■ Exercise directions: Present the items below as a numbered list, omitting any blank lines.

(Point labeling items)
• • • • • • •

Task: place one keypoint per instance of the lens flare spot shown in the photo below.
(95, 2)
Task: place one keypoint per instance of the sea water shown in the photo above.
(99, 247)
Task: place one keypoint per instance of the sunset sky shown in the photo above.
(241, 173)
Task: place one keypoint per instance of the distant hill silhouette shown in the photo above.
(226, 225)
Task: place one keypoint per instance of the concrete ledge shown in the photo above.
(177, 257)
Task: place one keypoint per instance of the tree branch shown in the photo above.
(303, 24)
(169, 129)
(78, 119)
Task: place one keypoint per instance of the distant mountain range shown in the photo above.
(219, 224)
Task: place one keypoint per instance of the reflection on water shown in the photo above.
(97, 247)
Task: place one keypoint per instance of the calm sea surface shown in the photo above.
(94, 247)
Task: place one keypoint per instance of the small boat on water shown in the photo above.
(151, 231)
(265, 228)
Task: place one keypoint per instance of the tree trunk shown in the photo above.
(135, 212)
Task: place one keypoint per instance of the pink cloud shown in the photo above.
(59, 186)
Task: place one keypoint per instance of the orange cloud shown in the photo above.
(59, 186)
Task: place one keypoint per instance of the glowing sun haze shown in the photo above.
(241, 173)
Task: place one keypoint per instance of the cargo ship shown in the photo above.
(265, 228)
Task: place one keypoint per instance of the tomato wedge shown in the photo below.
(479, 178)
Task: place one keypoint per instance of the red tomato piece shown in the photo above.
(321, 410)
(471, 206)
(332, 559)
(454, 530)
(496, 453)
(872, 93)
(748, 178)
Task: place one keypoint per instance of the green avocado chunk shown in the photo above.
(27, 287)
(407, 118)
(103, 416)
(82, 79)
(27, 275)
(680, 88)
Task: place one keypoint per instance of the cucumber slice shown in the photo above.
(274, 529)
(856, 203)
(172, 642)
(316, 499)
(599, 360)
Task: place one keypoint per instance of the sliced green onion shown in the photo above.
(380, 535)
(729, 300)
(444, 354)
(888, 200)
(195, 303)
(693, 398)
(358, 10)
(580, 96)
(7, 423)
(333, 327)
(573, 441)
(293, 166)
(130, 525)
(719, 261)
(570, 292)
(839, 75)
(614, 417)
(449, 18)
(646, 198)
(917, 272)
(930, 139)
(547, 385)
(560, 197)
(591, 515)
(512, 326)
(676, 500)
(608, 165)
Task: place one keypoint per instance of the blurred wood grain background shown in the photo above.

• • • • • • •

■ Solved problem:
1. Task: place one keypoint per instance of the lens flare spot shown in the photo below.
2. (95, 2)
3. Task: place one keypoint per instance of the sea water shown in the photo above.
4. (99, 247)
5. Task: place one keypoint per instance of the sunset sky shown in the photo above.
6. (241, 173)
7. Task: place one keypoint per instance of the distant hill silhouette shown in the photo above.
8. (226, 225)
9. Task: place one keypoint per instance of the concrete ledge shown in the photo above.
10. (177, 257)
11. Task: place one keypoint per instance of the tree branch shown in the photo above.
12. (303, 24)
13. (169, 129)
14. (78, 119)
15. Task: place one keypoint per instance of the distant mountain range shown in the photo above.
16. (219, 224)
17. Task: place one keypoint per instance of the reflection on water shown in the photo above.
18. (97, 247)
19. Task: place one keypoint per instance of the calm sea surface shown in the photo above.
20. (94, 247)
21. Task: place one keypoint per instance of the small boat on water shown in the photo above.
22. (151, 231)
23. (265, 228)
24. Task: place one keypoint per instance of the tree trunk shown in the photo above.
25. (135, 212)
26. Task: place one keypoint per instance of the pink cloud shown in the photo above.
27. (59, 186)
28. Task: place one keypoint per instance of the orange cloud shown in the photo above.
29. (59, 186)
30. Task: place one keypoint per instance of the glowing sun haze shown in the photo above.
31. (241, 173)
32. Task: place one keypoint per instance of the cargo ship shown in the photo above.
33. (265, 228)
34. Task: place one keypoint per instance of the tomato wedge shown in the photo below.
35. (479, 178)
36. Task: place one keypoint per instance of the red tomato piece shown in the photo above.
37. (321, 410)
38. (471, 206)
39. (332, 559)
40. (454, 530)
41. (496, 453)
42. (872, 93)
43. (748, 178)
44. Task: place one keypoint per instance of the green avocado chunk shown in the photo above.
45. (27, 287)
46. (407, 118)
47. (103, 416)
48. (82, 79)
49. (27, 275)
50. (680, 88)
51. Task: place one keypoint per instance of the cucumber slice shown in the photo above.
52. (274, 529)
53. (856, 203)
54. (172, 642)
55. (316, 499)
56. (599, 360)
57. Task: place one keypoint per instance of the sliced green onion shown in the photo above.
58. (380, 535)
59. (729, 300)
60. (444, 354)
61. (888, 200)
62. (195, 303)
63. (693, 398)
64. (358, 10)
65. (580, 96)
66. (7, 423)
67. (333, 327)
68. (573, 441)
69. (293, 166)
70. (130, 525)
71. (719, 261)
72. (570, 292)
73. (839, 75)
74. (614, 417)
75. (449, 18)
76. (646, 198)
77. (917, 272)
78. (930, 139)
79. (547, 385)
80. (560, 197)
81. (591, 515)
82. (512, 326)
83. (676, 500)
84. (608, 165)
85. Task: place one keypoint per instance of the blurred wood grain background shown in the photo above.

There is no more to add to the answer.